• **Records supplied**
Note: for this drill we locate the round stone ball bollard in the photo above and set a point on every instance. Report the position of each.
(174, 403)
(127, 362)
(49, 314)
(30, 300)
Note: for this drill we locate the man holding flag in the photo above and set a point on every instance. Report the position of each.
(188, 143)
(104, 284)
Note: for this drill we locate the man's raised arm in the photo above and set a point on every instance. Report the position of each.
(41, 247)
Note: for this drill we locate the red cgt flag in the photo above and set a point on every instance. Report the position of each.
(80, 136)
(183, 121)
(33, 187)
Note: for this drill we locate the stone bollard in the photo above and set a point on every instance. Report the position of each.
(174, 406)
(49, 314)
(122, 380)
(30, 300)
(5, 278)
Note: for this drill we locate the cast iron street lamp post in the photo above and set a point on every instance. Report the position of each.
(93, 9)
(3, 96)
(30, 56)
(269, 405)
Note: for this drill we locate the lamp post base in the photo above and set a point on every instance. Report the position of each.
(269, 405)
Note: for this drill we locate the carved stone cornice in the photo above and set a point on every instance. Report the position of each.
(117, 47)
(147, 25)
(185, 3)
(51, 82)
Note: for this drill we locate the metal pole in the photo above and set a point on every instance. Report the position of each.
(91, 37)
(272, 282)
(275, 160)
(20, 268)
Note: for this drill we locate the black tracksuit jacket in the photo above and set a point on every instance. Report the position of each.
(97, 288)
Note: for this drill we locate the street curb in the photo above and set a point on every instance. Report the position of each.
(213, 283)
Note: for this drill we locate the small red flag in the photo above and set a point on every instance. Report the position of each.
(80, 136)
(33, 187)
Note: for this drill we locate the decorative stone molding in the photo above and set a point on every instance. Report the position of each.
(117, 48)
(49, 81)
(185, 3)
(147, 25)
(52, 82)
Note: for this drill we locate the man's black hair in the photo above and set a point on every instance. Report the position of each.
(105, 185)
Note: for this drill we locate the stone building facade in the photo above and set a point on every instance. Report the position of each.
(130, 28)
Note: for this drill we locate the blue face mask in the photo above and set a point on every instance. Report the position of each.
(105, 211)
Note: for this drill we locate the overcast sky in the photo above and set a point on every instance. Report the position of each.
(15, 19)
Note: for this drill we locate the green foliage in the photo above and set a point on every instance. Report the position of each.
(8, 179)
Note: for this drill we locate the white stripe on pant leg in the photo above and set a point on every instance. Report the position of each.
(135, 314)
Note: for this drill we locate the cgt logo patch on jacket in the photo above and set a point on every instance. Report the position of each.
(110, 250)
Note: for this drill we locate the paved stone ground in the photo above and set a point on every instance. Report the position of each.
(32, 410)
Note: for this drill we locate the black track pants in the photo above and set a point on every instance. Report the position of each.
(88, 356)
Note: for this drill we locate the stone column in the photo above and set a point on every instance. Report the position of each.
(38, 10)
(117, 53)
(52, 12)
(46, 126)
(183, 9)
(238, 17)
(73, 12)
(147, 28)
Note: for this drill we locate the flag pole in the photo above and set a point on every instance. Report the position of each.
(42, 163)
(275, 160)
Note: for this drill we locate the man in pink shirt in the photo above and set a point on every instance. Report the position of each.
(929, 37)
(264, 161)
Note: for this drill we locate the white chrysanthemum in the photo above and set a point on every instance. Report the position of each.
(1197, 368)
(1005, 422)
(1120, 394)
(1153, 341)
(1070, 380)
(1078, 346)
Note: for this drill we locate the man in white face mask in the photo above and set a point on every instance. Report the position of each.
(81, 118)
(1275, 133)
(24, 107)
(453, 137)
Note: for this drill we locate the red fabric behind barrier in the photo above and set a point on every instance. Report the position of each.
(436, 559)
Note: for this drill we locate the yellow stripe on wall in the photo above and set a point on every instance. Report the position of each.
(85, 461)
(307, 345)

• **Task prompt**
Reproduce the data in its entirety, matching each character.

• **Solution for this task**
Note: for this drill we locate the round stone ball bollard in the photo above and set a point on every instance. Report the position of each.
(174, 403)
(127, 362)
(49, 314)
(30, 300)
Note: for this drill we locate the man holding flag in the photo above and set a point on every instance. Report the position of each.
(188, 143)
(104, 284)
Note: for this drill we locate the man's raised arm in the photo above and set a point on every instance. Report the position of each.
(41, 247)
Note: for this drill we locate the red cgt flag in the photo above and set a point on every instance. Report the position of each.
(80, 136)
(183, 121)
(33, 187)
Note: for this drill we locate the stone bollard in the photo above and set a point on every instance. Report the position of each.
(174, 406)
(49, 314)
(122, 380)
(30, 300)
(5, 278)
Note: for this drill we locate the cast iron street lamp post in the photo above and set a point on every instance. Report the position of each.
(93, 9)
(3, 96)
(30, 56)
(269, 405)
Note: for this drill we locate the lamp post base in the photo above and set a point on every instance. Report the position of each.
(269, 405)
Note: for this drill we locate the carved stone cornice in the photo above and set a point on every instance. Report the position of each.
(117, 47)
(147, 25)
(185, 3)
(51, 82)
Note: for this drill we locate the metal pole in the photo above and set a point on every instance. Report the position of each.
(91, 37)
(272, 282)
(275, 160)
(20, 268)
Note: for this drill we locate the black tracksuit jacket in the photo above and set a point on every instance. Report the position of each.
(97, 288)
Note: for this drill we locate the street curb in the photo above and set a point on every instance. Report the position of each.
(213, 283)
Note: for this drill we locate the small red flag in the photo above and set a point on every instance. Report the position of each.
(80, 136)
(33, 187)
Note: for this drill we locate the decorative stone molding in the photo above and set a point on every instance. Report the position of each.
(117, 48)
(49, 81)
(185, 3)
(147, 25)
(52, 82)
Note: for this drill we locate the man's black hair in the photo above and set a point on every instance. Report the position of each.
(105, 185)
Note: for this drill we locate the stone building facade in the photo above and set a point on every instance. Report the position of each.
(130, 28)
Note: for this drill we locate the blue face mask in the photo above and set a point on every instance. Report the position of each.
(105, 211)
Note: for this drill we locate the overcast sky in the photo above and set a point on every instance. Report the position of each.
(15, 19)
Note: for this drill we locate the green foliage in the photo above and set a point on every instance. Report the position of each.
(8, 179)
Note: for this drill we locate the white stripe on pant leg in the photo above and set a point on every instance. Report the position of each.
(135, 314)
Note: for this drill we locate the cgt logo patch on jacket in the photo above and set a point on every instance. Report the position of each.
(110, 250)
Note: for this drill we locate the paved stone ground in the photo above and set a point on every instance. Report the position of each.
(32, 410)
Note: for this drill we locate the black track pants in the photo above and set a point on every instance. Report the position of each.
(88, 356)
Note: for this drill we locate the stone column in the photo above and set a point on every instance. Report the position of each.
(38, 10)
(117, 53)
(52, 12)
(46, 126)
(183, 9)
(238, 17)
(73, 12)
(147, 28)
Note: for this drill we locate the flag pole in the photo above and set a point on every instance. Report the position of each.
(42, 163)
(275, 160)
Note: for this drill we locate the man in pink shirt in the photo above and set a point on every instance. Report the position of each.
(929, 37)
(264, 161)
Note: for this drill we locate the white chrysanthemum in the photo above and set a point on every instance. Report the position of each.
(1197, 368)
(1005, 422)
(1120, 394)
(1153, 341)
(1070, 380)
(1078, 346)
Note: for this drill we locate the man in white face mask in the photo above and set a point on every instance. Report the position of each.
(81, 118)
(1275, 133)
(24, 107)
(453, 137)
Note: for this drill we locate the red fabric behind barrier in the photo above and set a point on every instance. Report the position of each.
(436, 559)
Note: for this drill we locate the yellow stripe on wall in the photo above and set a point on every instance. Report the position of each.
(85, 461)
(307, 345)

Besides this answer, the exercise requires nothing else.